TASK BRIEF: Count the lines in the listing below that contain the string "chair", matching case exactly. Reply with that number alone.

Dataset rows:
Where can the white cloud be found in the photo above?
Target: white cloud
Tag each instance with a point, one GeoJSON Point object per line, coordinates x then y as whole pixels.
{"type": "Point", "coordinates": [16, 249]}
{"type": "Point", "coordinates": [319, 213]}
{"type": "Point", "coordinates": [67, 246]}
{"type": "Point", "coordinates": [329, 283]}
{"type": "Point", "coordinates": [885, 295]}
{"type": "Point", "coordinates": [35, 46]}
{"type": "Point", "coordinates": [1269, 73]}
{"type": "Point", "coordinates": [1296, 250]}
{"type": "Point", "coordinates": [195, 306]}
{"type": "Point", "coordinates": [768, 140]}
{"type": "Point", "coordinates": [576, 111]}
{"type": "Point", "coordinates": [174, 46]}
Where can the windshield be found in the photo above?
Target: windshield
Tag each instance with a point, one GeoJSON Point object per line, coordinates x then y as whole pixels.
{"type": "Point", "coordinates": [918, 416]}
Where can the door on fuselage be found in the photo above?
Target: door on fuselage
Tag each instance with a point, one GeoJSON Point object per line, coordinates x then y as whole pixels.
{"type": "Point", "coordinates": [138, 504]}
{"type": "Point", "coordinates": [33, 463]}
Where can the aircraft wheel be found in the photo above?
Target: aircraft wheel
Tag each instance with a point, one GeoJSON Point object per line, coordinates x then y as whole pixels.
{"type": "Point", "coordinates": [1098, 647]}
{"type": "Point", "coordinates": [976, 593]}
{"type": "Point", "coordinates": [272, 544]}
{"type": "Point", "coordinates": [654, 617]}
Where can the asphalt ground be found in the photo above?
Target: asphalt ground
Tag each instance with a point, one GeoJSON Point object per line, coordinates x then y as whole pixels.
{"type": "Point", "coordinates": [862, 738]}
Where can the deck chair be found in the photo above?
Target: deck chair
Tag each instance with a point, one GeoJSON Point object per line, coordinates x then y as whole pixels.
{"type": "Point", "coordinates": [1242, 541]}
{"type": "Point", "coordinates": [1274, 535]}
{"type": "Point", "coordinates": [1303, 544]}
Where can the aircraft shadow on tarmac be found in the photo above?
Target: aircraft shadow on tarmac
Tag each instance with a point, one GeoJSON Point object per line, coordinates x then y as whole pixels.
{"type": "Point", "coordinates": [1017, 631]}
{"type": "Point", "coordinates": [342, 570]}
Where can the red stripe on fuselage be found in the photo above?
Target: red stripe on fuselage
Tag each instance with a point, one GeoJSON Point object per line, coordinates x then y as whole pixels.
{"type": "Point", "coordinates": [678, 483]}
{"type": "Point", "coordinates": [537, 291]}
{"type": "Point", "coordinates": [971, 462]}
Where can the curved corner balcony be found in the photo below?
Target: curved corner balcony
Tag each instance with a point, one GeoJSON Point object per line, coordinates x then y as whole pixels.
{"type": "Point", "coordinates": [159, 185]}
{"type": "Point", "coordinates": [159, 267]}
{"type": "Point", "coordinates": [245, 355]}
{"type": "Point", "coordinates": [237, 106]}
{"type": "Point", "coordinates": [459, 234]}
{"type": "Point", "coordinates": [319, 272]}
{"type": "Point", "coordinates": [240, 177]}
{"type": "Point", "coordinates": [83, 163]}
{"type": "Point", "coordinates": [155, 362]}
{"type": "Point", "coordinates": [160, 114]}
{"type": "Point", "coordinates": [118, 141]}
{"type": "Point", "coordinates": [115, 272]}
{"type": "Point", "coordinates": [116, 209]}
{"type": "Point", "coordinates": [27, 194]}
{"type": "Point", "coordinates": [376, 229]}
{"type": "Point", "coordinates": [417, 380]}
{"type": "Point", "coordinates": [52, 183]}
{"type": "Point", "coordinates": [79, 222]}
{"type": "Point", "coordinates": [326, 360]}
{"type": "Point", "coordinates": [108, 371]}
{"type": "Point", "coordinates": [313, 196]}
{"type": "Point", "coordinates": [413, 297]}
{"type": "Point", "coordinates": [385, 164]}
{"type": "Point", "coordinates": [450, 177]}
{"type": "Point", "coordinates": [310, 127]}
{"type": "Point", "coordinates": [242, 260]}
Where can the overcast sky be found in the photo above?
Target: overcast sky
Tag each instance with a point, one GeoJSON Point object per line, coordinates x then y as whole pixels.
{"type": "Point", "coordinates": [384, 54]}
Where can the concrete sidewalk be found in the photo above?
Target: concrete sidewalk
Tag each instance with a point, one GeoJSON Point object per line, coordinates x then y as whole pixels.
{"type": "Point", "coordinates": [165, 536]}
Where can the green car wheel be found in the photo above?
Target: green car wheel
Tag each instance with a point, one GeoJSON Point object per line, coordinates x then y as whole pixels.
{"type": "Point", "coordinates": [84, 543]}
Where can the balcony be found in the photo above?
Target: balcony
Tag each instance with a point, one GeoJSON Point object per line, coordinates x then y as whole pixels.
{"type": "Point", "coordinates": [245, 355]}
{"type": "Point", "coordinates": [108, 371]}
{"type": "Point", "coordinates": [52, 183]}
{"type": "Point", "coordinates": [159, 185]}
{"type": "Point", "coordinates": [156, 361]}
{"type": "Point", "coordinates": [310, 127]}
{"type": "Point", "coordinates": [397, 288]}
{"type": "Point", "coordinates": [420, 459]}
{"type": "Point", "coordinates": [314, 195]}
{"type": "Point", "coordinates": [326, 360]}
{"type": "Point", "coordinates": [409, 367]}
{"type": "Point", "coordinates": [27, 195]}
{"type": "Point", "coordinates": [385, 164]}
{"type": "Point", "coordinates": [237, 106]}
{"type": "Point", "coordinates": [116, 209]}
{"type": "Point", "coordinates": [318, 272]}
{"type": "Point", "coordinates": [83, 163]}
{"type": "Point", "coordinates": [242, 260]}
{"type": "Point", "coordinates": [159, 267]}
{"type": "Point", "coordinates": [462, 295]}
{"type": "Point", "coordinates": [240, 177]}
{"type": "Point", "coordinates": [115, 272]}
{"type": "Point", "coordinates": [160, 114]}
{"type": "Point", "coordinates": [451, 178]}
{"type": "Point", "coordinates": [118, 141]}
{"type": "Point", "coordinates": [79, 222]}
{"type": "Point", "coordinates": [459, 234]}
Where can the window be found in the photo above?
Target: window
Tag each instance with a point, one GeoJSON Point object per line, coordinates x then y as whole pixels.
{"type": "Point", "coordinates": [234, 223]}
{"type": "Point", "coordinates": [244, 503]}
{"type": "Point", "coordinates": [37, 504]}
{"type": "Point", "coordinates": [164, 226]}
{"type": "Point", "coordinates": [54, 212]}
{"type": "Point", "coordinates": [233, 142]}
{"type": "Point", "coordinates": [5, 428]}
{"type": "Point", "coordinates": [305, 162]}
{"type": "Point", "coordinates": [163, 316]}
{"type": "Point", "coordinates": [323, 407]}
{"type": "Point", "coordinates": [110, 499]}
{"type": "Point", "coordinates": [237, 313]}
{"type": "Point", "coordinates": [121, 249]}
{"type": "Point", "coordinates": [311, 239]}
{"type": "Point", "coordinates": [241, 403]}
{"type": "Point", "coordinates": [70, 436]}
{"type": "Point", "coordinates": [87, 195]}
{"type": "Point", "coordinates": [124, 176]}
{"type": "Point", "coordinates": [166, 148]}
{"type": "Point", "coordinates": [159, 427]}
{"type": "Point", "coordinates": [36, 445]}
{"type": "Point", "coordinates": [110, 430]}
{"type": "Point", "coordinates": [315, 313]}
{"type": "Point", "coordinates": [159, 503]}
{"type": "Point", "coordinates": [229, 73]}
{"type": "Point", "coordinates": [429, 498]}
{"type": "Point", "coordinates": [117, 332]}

RESULT FOR THIS EXERCISE: 2